Task brief –
Please restate the data word for word, leaving out no line.

Recorded data –
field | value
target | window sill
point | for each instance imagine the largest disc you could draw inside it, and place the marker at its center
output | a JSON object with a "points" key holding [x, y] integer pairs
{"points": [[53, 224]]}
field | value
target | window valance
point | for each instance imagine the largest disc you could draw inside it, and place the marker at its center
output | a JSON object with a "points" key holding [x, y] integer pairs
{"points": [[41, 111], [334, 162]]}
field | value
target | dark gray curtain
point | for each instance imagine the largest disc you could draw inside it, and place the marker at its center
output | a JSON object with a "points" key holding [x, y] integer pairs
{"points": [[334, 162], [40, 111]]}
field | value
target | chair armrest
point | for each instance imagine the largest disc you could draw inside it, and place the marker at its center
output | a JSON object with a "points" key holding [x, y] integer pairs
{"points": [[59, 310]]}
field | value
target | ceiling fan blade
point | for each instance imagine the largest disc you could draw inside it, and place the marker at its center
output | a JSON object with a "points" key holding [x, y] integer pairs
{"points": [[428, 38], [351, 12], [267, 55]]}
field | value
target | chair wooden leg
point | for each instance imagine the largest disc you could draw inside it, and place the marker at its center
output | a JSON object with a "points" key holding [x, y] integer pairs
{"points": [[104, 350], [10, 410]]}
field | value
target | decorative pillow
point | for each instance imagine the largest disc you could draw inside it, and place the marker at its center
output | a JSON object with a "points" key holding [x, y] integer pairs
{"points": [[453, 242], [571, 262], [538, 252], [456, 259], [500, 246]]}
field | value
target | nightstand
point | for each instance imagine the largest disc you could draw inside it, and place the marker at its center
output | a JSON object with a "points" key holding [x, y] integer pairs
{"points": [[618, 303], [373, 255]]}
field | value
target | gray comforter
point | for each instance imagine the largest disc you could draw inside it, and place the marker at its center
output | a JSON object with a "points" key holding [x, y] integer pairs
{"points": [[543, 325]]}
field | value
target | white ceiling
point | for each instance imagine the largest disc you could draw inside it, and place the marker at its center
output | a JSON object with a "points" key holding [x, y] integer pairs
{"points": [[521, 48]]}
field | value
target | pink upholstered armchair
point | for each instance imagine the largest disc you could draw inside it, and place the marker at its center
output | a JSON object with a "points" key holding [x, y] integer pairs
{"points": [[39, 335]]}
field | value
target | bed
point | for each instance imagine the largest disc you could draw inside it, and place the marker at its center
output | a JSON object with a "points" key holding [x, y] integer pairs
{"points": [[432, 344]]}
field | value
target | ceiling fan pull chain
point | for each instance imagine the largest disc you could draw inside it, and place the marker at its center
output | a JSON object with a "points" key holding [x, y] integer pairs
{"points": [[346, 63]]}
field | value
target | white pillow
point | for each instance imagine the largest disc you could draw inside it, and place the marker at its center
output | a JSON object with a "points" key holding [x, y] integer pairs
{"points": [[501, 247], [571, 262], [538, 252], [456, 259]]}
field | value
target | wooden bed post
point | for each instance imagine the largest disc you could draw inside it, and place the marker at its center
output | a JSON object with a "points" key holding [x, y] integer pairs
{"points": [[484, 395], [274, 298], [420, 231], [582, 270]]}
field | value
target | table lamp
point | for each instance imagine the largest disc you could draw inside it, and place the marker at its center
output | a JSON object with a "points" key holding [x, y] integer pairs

Solution –
field | value
target | window sill
point | for each instance imagine the largest disc you could draw inside it, and place the marker at its center
output | a JSON object with a "points" key holding [x, y] integer pairs
{"points": [[53, 224]]}
field | value
target | window valance
point | for each instance imagine the largest disc you could draw inside it, and place the marker at its center
output | a JSON object with a "points" key holding [x, y] integer pairs
{"points": [[41, 111], [334, 162]]}
field | value
target | dark gray curtain
point | for each instance imagine the largest disc you could draw inside it, and place the marker at its center
output | a JSON object with a "points" key holding [x, y] integer pairs
{"points": [[334, 162], [40, 111]]}
field | value
target | chair armrest
point | for each instance imagine the largest disc you could draw inside it, and place the marker at its center
output | a JSON object with a "points" key holding [x, y] integer pairs
{"points": [[59, 310]]}
field | value
target | ceiling fan blade
point | for each instance imagine the largest disc you could draw inside it, and place the marker at its center
output | a JSON object with a "points" key holding [x, y] integer pairs
{"points": [[428, 38], [351, 12], [267, 55]]}
field | value
target | chair wooden leg
point | for each instance imagine the largest disc you could draw inside it, and place the marker at its center
output | a JSON object with a "points" key holding [x, y] integer pairs
{"points": [[104, 350], [10, 410]]}
field | value
target | decorative pillow
point | for each instance imagine the largest disc you could draw inside it, and place the marker at its center
output | a JSON object with a "points" key holding [x, y] integer pairs
{"points": [[453, 242], [571, 262], [538, 252], [456, 259], [500, 246]]}
field | value
target | nightstand
point | for each instance imagine the largest disc you could draw inside it, and place the marker at its center
output | a JSON object with a "points" key holding [x, y] integer pairs
{"points": [[618, 303], [373, 255]]}
field | value
target | gray comforter
point | for each instance imagine the largest disc you could draw inside it, and place the marker at its center
output | a JSON object with a "points" key holding [x, y] integer pairs
{"points": [[543, 325]]}
field | value
target | white ceiling
point | for each instance imagine the largest disc you could draw inside it, and place the marker at its center
output | a JSON object with a "points" key holding [x, y] integer pairs
{"points": [[521, 48]]}
field | value
target | pink upholstered armchair
point | for each instance imagine the largest disc you could draw inside it, and place the marker at its center
output | a JSON object with a "points" key holding [x, y] integer pairs
{"points": [[39, 335]]}
field | value
target | bed
point | for each instance imagine the largest disc you could draw inside it, and place the marker at its center
output | a JSON object with a "points" key holding [x, y] integer pairs
{"points": [[432, 344]]}
field | value
target | ceiling fan pull chain
point | for each instance imagine the largest disc you could draw inside it, and place the marker at its center
output | a JSON object with a "points" key holding [x, y] integer pairs
{"points": [[346, 63]]}
field | value
target | white pillow
point | for each instance imagine the largest disc you could draw inside it, and place the marker at its center
output | a JSON object with a "points" key holding [x, y] integer pairs
{"points": [[501, 247], [571, 262], [538, 252], [456, 259]]}
field | value
target | wooden bed post
point | for each instance imagine the largest disc you could draw inside it, and place the marker at its center
output | a JSON object with a "points" key holding [x, y] integer pairs
{"points": [[484, 395], [274, 298], [420, 231], [582, 270]]}
field | value
target | table lamp
point | for each instance imagine the largest disc you could draw inside it, and place the marker at its center
output | a JSON object with a "points" key holding [x, y] integer pairs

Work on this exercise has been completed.